--- BEGIN STORED ROWS ---

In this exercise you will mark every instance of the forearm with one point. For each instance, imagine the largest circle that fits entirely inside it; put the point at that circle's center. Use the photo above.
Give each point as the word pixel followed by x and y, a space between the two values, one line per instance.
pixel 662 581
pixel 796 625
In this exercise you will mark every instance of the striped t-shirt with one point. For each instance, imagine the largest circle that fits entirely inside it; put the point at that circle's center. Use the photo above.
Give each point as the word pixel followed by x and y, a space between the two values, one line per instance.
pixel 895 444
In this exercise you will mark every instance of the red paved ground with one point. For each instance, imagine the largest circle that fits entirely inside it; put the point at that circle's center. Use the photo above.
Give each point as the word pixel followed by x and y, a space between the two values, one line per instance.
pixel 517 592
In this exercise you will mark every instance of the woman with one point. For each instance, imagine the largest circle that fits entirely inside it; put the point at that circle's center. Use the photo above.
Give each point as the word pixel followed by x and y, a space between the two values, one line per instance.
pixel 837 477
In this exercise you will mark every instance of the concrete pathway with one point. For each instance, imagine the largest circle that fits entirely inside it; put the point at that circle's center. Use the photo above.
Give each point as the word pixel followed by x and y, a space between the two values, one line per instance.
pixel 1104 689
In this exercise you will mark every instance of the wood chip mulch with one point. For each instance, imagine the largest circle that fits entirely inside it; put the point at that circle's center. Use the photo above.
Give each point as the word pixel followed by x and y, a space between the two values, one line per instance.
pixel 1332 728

--- END STORED ROWS ---

▸ TASK PROMPT
Reproduce word for word the lines of the records that begin with the line containing "In this exercise you will mark every instance of the wood" and run through the end of the records.

▸ COMPLETED TASK
In this exercise you will mark every instance of the wood chip mulch with one point. For each instance, imagine the largest circle that fits entirely inside it; put the point at that circle's center. Use the photo above.
Give each point as the word pixel followed by x and y, a space between the two values, one line per instance.
pixel 1332 728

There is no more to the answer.